THE REQUEST:
Each line from the one that contains "indicate the sky, one dot per instance" to the end of the material must be set down exactly, and no line before it.

DATASET EXTRACT:
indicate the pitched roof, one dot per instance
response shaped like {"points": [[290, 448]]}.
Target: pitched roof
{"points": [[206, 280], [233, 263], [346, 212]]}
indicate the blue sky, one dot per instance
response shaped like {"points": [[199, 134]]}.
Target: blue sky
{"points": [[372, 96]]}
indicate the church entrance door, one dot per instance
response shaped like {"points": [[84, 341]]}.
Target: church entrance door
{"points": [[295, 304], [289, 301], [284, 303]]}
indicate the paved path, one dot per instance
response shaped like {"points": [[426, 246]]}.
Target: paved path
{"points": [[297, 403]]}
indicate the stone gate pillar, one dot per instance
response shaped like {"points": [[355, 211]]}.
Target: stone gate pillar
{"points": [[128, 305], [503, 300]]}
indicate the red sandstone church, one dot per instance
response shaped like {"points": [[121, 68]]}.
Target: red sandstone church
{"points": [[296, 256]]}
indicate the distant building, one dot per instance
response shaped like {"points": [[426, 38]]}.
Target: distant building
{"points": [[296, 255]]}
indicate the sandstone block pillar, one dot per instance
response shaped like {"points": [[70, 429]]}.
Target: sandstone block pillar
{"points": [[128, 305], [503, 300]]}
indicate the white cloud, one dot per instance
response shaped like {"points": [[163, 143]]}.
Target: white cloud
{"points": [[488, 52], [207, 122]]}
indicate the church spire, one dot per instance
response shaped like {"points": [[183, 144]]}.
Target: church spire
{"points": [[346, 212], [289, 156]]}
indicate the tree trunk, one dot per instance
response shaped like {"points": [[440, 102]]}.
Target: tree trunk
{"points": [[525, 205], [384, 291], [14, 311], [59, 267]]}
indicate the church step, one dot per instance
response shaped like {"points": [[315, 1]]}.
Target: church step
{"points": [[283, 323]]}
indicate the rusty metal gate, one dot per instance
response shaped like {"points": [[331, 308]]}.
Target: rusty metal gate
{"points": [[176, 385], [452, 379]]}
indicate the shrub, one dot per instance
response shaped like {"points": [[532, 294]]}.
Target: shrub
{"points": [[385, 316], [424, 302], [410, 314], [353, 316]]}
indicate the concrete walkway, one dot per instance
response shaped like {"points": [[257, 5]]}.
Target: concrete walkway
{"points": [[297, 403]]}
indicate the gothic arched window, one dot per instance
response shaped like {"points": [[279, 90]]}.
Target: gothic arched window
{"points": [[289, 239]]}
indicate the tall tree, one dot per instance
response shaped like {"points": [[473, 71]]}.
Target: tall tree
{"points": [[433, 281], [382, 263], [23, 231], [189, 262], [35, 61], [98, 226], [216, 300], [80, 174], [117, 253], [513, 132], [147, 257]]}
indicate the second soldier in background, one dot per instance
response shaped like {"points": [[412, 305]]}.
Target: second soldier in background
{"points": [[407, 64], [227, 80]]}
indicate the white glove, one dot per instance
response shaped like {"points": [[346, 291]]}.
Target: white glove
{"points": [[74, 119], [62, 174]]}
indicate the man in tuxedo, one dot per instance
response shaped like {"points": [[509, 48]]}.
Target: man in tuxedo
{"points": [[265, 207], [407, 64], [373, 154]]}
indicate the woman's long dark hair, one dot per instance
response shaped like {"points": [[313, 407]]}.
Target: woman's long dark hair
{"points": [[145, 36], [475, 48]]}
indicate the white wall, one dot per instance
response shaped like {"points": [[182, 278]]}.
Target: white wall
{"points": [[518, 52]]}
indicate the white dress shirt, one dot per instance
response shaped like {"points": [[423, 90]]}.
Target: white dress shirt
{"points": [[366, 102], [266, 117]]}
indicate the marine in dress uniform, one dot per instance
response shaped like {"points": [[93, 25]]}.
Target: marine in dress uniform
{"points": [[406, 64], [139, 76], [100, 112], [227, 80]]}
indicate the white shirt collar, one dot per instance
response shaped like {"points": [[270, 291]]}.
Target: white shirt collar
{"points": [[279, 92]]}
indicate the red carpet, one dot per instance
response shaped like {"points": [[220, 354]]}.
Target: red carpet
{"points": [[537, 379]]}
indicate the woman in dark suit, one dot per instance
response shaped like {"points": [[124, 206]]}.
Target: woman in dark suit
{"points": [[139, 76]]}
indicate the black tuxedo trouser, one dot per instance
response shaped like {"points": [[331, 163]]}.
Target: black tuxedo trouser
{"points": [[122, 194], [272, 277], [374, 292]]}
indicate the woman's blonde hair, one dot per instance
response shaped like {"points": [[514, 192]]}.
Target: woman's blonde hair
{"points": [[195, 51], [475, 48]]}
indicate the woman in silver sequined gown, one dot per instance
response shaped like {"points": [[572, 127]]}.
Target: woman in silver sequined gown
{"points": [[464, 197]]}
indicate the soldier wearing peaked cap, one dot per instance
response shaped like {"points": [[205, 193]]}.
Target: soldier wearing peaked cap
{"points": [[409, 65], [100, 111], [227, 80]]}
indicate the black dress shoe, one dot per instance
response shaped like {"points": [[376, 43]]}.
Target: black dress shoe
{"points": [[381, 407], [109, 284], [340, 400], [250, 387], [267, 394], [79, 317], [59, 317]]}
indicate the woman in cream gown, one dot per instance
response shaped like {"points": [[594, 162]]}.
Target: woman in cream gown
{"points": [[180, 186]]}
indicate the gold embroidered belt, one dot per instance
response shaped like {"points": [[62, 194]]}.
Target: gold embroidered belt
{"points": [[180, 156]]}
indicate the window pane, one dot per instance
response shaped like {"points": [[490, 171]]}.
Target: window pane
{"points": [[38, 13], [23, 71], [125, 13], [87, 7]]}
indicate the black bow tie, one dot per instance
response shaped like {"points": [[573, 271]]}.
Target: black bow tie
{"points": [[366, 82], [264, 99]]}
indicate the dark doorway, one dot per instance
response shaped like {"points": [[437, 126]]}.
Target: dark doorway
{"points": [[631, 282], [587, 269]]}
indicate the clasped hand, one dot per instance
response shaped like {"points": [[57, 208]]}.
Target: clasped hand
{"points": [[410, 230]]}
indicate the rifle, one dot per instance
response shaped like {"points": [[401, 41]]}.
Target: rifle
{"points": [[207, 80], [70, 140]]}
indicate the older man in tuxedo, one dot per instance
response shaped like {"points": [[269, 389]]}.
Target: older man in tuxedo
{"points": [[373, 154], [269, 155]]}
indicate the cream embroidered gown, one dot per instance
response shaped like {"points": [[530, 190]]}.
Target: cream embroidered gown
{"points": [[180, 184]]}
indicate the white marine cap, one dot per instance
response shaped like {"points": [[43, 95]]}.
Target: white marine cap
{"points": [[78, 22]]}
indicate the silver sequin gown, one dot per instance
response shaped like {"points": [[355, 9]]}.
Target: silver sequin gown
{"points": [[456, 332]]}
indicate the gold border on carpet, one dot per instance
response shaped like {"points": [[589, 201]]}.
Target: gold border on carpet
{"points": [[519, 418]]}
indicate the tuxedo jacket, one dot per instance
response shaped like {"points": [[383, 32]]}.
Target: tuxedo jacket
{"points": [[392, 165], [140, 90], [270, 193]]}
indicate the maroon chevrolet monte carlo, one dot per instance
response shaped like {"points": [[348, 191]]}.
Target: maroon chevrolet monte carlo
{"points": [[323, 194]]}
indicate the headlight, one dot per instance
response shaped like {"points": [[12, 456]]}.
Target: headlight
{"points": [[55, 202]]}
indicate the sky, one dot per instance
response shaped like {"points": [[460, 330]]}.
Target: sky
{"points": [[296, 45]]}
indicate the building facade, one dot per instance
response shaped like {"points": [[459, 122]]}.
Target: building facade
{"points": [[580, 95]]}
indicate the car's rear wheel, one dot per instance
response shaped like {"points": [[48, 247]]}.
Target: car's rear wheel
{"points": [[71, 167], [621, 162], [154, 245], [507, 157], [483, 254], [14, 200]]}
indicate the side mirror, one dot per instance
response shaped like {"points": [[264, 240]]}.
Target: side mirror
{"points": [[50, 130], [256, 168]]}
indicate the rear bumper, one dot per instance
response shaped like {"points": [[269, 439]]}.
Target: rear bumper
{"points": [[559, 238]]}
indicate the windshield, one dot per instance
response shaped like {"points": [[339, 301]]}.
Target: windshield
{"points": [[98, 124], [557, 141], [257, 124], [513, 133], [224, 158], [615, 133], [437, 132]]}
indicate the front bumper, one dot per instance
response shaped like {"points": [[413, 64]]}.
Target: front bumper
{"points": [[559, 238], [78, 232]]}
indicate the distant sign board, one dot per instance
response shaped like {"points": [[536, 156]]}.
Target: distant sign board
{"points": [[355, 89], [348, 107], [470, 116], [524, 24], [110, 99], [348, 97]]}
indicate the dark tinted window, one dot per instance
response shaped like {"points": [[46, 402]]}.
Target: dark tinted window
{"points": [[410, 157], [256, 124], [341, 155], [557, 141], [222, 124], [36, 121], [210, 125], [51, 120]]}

REPLY TO THE TASK:
indicate the sky, one dot per instance
response shaped like {"points": [[460, 330]]}.
Target: sky
{"points": [[296, 45]]}
indicate the building facade, one dot per instance
response shaped like {"points": [[459, 122]]}.
Target: building facade
{"points": [[580, 95]]}
indicate the car's rear wheel, one dot per instance
response shaped like {"points": [[48, 247]]}.
Target: car's rear wheel
{"points": [[71, 167], [621, 162], [154, 245], [507, 157], [483, 254], [14, 200]]}
indicate the side mirror, one dot per instance
response shaped like {"points": [[264, 240]]}.
Target: side mirror
{"points": [[50, 130], [256, 168]]}
indicate the rear bumper, one dot per instance
response shaped like {"points": [[269, 439]]}.
Target: rear bumper
{"points": [[559, 238]]}
indicate the windshield, one dot per instance
response shaped like {"points": [[339, 301]]}.
Target: windshield
{"points": [[98, 124], [557, 141], [257, 124], [513, 133], [224, 158], [615, 133], [437, 132]]}
indicate the front bumper, one dot per instance
response shaped like {"points": [[413, 64]]}.
Target: front bumper
{"points": [[559, 238], [78, 232]]}
indicate the distant sign board, one dot per instance
response shaped like {"points": [[536, 156]]}.
Target: distant sign board
{"points": [[355, 89], [348, 107], [470, 116], [524, 24], [110, 99], [348, 97]]}
indicate the dark tinted window, one dot per instance
response shaped like {"points": [[46, 402]]}.
Target: dark tinted window
{"points": [[410, 157], [256, 124], [341, 155], [557, 141], [222, 124], [36, 121], [210, 125], [51, 120]]}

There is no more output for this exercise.